## Exercise
Please render every line of the items below as a Markdown table with the columns Row and Item line, numbering each row and leaving out blank lines.

## Records to use
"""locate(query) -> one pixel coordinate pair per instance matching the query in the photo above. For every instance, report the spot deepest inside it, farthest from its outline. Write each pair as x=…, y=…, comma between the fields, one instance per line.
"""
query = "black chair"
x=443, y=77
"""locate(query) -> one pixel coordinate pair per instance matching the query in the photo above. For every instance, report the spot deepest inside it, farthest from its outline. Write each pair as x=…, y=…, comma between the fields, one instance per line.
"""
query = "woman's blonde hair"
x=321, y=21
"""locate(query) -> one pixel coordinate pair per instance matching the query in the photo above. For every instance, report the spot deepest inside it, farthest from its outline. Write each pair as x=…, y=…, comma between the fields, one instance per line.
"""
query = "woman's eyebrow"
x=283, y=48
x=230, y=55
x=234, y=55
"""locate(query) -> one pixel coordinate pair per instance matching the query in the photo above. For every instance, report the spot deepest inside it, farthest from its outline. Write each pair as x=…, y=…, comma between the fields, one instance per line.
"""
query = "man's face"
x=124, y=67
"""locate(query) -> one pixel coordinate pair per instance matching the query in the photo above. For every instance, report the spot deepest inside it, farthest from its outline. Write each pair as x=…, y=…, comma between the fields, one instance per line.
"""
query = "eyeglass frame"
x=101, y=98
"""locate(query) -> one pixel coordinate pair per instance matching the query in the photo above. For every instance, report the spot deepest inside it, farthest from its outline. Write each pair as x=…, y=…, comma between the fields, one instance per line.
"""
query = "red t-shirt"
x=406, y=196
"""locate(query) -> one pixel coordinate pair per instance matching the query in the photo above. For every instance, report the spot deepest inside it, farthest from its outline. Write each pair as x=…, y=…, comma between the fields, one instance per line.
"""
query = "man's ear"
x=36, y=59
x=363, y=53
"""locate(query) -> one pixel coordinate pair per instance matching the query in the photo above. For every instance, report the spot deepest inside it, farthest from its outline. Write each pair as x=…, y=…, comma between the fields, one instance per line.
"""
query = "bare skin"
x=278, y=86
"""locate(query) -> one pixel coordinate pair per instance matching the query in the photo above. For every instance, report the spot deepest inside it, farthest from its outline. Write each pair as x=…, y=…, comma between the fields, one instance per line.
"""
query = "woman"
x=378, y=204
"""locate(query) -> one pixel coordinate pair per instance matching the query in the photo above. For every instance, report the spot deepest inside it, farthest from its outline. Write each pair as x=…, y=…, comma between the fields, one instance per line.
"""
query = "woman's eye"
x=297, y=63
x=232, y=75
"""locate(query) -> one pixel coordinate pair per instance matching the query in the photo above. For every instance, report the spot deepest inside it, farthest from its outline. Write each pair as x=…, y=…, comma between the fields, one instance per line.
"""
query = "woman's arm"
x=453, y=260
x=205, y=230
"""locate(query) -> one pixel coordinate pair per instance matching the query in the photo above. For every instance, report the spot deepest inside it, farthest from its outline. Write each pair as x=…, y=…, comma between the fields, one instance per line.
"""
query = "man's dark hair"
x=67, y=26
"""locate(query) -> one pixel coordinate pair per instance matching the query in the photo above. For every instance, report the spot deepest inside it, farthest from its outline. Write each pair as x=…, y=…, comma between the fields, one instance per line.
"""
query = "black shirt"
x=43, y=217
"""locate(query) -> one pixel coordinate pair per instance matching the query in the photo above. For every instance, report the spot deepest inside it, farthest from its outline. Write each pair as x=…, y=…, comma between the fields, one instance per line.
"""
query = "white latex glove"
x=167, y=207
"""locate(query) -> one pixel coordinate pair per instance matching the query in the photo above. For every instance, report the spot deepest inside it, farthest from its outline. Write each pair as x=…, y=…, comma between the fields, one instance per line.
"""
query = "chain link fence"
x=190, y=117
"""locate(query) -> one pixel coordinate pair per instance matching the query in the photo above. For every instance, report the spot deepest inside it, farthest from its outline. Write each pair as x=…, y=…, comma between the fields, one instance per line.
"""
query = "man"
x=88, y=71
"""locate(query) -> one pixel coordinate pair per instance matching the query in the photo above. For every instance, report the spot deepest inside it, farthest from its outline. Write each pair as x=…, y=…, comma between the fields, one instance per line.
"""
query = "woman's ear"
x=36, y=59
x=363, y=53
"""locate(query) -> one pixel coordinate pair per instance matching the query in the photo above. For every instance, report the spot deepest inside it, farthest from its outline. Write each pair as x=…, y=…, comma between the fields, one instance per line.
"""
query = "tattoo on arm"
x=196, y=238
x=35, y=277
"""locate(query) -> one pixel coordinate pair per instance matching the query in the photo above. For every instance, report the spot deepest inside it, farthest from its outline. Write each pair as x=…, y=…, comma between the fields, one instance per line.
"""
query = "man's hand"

## Solution to the problem
| Row | Item line |
|---|---|
| 1 | """locate(query) -> one pixel coordinate pair per instance matching the query in the photo above. For every instance, report the spot deepest inside it, farthest from its outline. Write each pair as x=…, y=…, comma between the fields, one instance per line. |
| 2 | """ |
| 3 | query = "black chair" |
| 4 | x=443, y=77 |
| 5 | """locate(query) -> one pixel coordinate pair per instance matching the query in the photo above. For every instance, report the spot deepest inside it, farthest from its outline. Write each pair as x=…, y=…, comma between the fields, one instance per line. |
| 6 | """ |
| 7 | query = "woman's blonde hair" |
| 8 | x=321, y=21 |
| 9 | """locate(query) -> one pixel coordinate pair per instance matching the query in the photo above. For every instance, report the spot deepest inside it, farthest from its outline. Write each pair as x=…, y=…, comma between the fields, one instance per line. |
| 10 | """ |
| 11 | query = "woman's eyebrow" |
| 12 | x=283, y=48 |
| 13 | x=230, y=55 |
| 14 | x=234, y=55 |
| 15 | """locate(query) -> one pixel coordinate pair per instance matching the query in the photo above. For every instance, report the spot deepest inside it, farthest from its outline. Write each pair as x=…, y=…, comma between the fields, one instance per line. |
| 16 | """ |
| 17 | query = "man's face" |
| 18 | x=124, y=67 |
| 19 | """locate(query) -> one pixel coordinate pair per instance matching the query in the photo above. For every instance, report the spot deepest inside it, farthest from its outline. Write each pair as x=…, y=…, comma between the fields, one instance per line. |
| 20 | """ |
| 21 | query = "eyeglass frame" |
| 22 | x=101, y=98 |
| 23 | """locate(query) -> one pixel coordinate pair per instance matching the query in the photo above. For every instance, report the spot deepest inside it, farthest from its outline. Write each pair as x=…, y=…, comma between the fields, one instance per line. |
| 24 | """ |
| 25 | query = "red t-shirt" |
| 26 | x=406, y=196 |
| 27 | """locate(query) -> one pixel coordinate pair per instance matching the query in the photo above. For every instance, report the spot deepest inside it, farthest from its outline. Write each pair as x=…, y=…, comma between the fields, one instance per line. |
| 28 | """ |
| 29 | query = "man's ear" |
| 30 | x=36, y=59 |
| 31 | x=363, y=53 |
| 32 | """locate(query) -> one pixel coordinate pair per instance matching the query in the photo above. For every instance, report the spot deepest inside it, farthest from its outline. Write each pair as x=…, y=…, comma between the fields, one instance per line. |
| 33 | """ |
| 34 | query = "bare skin" |
| 35 | x=278, y=86 |
| 36 | """locate(query) -> one pixel coordinate pair per instance matching the query in the photo above. For every instance, report the spot deepest inside it, farthest from its outline. Write each pair as x=…, y=…, comma between the fields, one instance per line. |
| 37 | """ |
| 38 | query = "woman" |
| 39 | x=378, y=204 |
| 40 | """locate(query) -> one pixel coordinate pair per instance matching the query in the photo above. For every instance, report the spot deepest inside it, farthest from its outline. Write each pair as x=…, y=…, comma between the fields, one instance per line. |
| 41 | """ |
| 42 | query = "woman's eye" |
| 43 | x=297, y=63 |
| 44 | x=232, y=75 |
| 45 | """locate(query) -> one pixel coordinate pair per instance matching the query in the photo above. For every instance, report the spot deepest inside it, farthest from its outline. Write each pair as x=…, y=…, comma between the fields, one instance per line. |
| 46 | """ |
| 47 | query = "woman's arm" |
| 48 | x=453, y=260 |
| 49 | x=205, y=230 |
| 50 | """locate(query) -> one pixel coordinate pair per instance matching the query in the photo above. For every instance, report the spot deepest inside it, farthest from its outline. Write each pair as x=…, y=…, comma between the fields, one instance per line. |
| 51 | """ |
| 52 | query = "man's dark hair" |
| 53 | x=67, y=26 |
| 54 | """locate(query) -> one pixel coordinate pair per instance matching the query in the photo above. For every instance, report the spot deepest inside it, farthest from its outline. Write each pair as x=…, y=…, comma between the fields, one instance per line. |
| 55 | """ |
| 56 | query = "black shirt" |
| 57 | x=43, y=217 |
| 58 | """locate(query) -> one pixel coordinate pair per instance matching the query in the photo above. For every instance, report the spot deepest inside it, farthest from its outline. Write each pair as x=…, y=…, comma between the fields, one instance per line. |
| 59 | """ |
| 60 | query = "white latex glove" |
| 61 | x=167, y=207 |
| 62 | """locate(query) -> one pixel coordinate pair per instance matching the query in the photo above. For every instance, report the spot deepest inside it, farthest from its outline. Write each pair as x=…, y=…, comma between the fields, one instance per line. |
| 63 | """ |
| 64 | query = "chain link fence" |
| 65 | x=190, y=117 |
| 66 | """locate(query) -> one pixel coordinate pair per instance matching the query in the photo above. For every instance, report the spot deepest inside it, farthest from its outline. Write each pair as x=…, y=…, comma between the fields, one instance per line. |
| 67 | """ |
| 68 | query = "man" |
| 69 | x=88, y=71 |
| 70 | """locate(query) -> one pixel coordinate pair per instance matching the query in the photo above. For every instance, report the spot deepest inside it, farthest from its outline. Write each pair as x=…, y=…, comma between the fields, one instance per line. |
| 71 | """ |
| 72 | query = "woman's ear" |
| 73 | x=36, y=59 |
| 74 | x=363, y=53 |
| 75 | """locate(query) -> one pixel coordinate pair per instance matching the query in the photo above. For every instance, report the spot deepest inside it, farthest from its outline. Write each pair as x=…, y=…, comma between the fields, one instance per line. |
| 76 | """ |
| 77 | query = "tattoo on arm" |
| 78 | x=196, y=238 |
| 79 | x=35, y=277 |
| 80 | """locate(query) -> one pixel coordinate pair per instance matching the query in the photo above. For every instance, report the spot deepest inside it, farthest from its outline. Write each pair as x=…, y=…, comma between the fields, one instance per line. |
| 81 | """ |
| 82 | query = "man's hand" |